**TEXTO DE LECTURA:**

##########

La actuación política dio entonces un vuelco de 180 grados. Alemania prohibió las importaciones de todos los vinos del país vecino durante más de 15 años. Muchos, muchos países les siguieron, lo que hizo pasar su industria de una que vendía 159 millones de litros al año a una que no era capaz de exportar cuatro millones.

Hubieron de retirarse del mercado 38 millones de botellas, aunque las autoridades consiguieron encontrarle un uso a esta inmensa mercancía dañada. Uno industrial: durante años el Prädikat se usó como agente refrigerante en lugar de agua en ciertas fábricas y obras.

Como anécdota, el teléfono escacharrado quiso hacer que Japón y China no impusiesen un veto a los vinos austríacos, sino, por error, a los australianos.

##########

**DATOS REGISTRADOS:**
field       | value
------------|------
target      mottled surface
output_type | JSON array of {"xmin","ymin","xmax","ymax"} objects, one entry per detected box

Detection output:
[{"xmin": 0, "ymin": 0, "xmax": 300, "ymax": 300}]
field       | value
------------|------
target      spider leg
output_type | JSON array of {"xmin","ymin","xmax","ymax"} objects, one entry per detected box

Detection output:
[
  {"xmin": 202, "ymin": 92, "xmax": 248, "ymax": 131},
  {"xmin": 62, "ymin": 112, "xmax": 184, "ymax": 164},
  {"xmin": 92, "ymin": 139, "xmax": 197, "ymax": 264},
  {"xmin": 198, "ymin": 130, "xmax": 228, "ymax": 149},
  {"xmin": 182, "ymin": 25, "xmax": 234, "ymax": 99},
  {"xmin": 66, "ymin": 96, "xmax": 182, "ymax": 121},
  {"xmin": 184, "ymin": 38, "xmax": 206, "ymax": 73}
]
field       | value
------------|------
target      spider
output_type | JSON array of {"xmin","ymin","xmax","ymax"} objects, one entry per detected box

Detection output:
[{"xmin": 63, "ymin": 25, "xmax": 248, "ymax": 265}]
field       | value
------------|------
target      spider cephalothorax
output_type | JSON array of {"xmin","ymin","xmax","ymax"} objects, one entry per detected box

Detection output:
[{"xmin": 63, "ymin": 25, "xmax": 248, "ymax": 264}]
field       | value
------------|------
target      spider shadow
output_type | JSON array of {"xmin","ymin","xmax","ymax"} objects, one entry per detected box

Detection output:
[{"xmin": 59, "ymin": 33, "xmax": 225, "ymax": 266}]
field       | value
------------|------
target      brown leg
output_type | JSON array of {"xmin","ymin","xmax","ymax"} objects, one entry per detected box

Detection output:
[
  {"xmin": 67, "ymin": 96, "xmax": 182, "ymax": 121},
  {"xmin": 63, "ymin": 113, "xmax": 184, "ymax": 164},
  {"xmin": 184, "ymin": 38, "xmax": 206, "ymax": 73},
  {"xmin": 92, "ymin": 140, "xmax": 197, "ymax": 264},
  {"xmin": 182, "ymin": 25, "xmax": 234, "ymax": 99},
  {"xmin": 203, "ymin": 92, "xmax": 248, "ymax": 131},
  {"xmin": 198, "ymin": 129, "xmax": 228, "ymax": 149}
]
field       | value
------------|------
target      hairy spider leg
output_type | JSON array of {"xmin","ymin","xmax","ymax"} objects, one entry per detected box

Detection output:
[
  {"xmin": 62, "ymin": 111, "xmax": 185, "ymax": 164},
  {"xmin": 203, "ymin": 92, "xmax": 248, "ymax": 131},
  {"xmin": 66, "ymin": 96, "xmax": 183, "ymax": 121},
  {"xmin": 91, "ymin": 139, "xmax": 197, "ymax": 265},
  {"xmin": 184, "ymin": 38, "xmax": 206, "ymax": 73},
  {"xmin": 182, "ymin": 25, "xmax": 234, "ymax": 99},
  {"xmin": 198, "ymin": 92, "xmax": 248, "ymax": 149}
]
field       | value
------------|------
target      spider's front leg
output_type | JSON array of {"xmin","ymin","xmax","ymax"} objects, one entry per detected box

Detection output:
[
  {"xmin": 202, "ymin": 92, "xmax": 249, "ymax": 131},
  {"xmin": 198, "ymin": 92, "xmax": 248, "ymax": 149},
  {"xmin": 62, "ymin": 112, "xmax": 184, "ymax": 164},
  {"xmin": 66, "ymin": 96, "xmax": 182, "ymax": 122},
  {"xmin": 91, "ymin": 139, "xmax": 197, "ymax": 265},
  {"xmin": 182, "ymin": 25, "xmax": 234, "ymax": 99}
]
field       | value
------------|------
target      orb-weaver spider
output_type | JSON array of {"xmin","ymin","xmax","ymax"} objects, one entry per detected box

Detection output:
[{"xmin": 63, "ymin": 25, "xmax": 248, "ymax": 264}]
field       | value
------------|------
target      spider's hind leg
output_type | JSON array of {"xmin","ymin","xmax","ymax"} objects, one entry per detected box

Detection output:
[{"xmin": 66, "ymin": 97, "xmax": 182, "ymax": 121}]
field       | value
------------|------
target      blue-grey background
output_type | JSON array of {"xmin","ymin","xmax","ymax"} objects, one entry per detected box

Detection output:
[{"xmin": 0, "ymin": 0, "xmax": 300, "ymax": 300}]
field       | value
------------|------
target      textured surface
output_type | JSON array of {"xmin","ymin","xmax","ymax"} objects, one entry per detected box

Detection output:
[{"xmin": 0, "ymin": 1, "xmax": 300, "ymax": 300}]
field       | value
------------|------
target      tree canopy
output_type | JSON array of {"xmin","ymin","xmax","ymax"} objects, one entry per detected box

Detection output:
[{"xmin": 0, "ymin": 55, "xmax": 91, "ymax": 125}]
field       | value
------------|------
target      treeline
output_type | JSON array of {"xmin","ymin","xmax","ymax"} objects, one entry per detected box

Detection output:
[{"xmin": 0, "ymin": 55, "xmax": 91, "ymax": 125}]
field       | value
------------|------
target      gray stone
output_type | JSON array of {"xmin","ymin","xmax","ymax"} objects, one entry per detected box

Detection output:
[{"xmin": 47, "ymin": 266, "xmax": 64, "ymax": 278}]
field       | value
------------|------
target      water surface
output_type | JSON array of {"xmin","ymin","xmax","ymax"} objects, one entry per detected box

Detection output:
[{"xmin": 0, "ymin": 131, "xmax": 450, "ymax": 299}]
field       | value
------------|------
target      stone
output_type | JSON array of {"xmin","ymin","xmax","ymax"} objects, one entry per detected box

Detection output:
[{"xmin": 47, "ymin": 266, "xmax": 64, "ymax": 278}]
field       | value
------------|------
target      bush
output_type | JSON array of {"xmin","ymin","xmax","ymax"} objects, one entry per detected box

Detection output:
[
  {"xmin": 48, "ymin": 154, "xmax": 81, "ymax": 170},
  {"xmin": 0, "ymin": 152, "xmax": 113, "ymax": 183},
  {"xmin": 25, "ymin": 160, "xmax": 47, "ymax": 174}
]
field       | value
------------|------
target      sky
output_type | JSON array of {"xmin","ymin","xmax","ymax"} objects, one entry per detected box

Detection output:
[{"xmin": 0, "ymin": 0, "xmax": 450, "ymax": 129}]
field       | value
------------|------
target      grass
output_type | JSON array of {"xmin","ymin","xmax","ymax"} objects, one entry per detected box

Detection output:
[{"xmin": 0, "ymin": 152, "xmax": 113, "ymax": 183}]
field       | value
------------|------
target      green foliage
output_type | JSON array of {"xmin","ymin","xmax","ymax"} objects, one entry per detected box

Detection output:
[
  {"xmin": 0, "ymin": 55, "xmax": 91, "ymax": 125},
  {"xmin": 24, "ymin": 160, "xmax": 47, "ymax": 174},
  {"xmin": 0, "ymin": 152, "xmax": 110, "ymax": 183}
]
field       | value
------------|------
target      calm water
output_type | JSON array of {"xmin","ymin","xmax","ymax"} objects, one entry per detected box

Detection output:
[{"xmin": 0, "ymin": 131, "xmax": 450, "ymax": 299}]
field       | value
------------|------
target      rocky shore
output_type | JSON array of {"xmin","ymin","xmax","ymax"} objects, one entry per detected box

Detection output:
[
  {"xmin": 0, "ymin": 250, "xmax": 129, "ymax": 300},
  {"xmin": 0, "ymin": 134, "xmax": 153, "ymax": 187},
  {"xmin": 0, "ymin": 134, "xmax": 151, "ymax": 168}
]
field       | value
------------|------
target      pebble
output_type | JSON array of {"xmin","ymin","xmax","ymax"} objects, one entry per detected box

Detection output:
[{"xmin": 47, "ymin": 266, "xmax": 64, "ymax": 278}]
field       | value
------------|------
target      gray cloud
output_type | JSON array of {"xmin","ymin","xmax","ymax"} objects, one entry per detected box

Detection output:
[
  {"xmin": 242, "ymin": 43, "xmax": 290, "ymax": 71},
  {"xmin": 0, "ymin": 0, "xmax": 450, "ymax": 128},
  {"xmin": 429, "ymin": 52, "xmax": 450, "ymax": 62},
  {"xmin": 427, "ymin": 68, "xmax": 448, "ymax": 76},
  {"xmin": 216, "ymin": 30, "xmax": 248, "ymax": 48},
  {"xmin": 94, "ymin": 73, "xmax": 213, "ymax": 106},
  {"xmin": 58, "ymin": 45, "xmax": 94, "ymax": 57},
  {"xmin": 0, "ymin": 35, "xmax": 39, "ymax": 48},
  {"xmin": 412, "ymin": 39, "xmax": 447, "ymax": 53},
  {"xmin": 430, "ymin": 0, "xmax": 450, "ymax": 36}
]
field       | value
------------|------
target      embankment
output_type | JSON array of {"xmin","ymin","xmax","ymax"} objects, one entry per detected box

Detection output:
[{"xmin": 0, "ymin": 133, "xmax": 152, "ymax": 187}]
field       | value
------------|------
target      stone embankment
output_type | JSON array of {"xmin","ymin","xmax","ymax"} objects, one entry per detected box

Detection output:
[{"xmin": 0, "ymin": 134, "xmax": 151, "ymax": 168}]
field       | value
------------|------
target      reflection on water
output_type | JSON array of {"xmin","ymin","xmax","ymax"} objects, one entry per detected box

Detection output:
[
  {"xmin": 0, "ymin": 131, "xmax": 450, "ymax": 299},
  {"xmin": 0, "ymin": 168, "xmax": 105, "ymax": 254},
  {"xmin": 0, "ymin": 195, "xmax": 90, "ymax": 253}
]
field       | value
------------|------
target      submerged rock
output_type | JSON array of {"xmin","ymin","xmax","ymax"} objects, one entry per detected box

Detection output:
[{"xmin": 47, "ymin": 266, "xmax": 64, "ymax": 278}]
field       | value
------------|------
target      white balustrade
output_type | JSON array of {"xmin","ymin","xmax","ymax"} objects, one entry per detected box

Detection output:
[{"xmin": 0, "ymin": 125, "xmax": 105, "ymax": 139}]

##########

**TAREAS A REALIZAR:**
[A] En el texto sobre los vinos austríacos, ¿cuántas botellas hubo que retirar del mercado?
[B] Reanuda el texto sobre los vinos austríacos justo después de su última oración.
No hace falta consultar los ítems.

**RESPUESTAS POR TAREA:**
[A] 38 millones de botellas.

[B]
El efecto fue tal para todos los productores, culpables y (mayoría) no culpables, que los vinos austríacos pasaron por una travesía por el desierto comercial de la que salieron con un producto completamente distinto: del vino barato dulzón a vinos muy selectos y añadas muy limitadas, todo ayudado por un ejército de testeadores y enólogos y los estándares de producción más estrictos de todo el mundo hasta la fecha. Hoy sus licores son sinónimo de máxima calidad.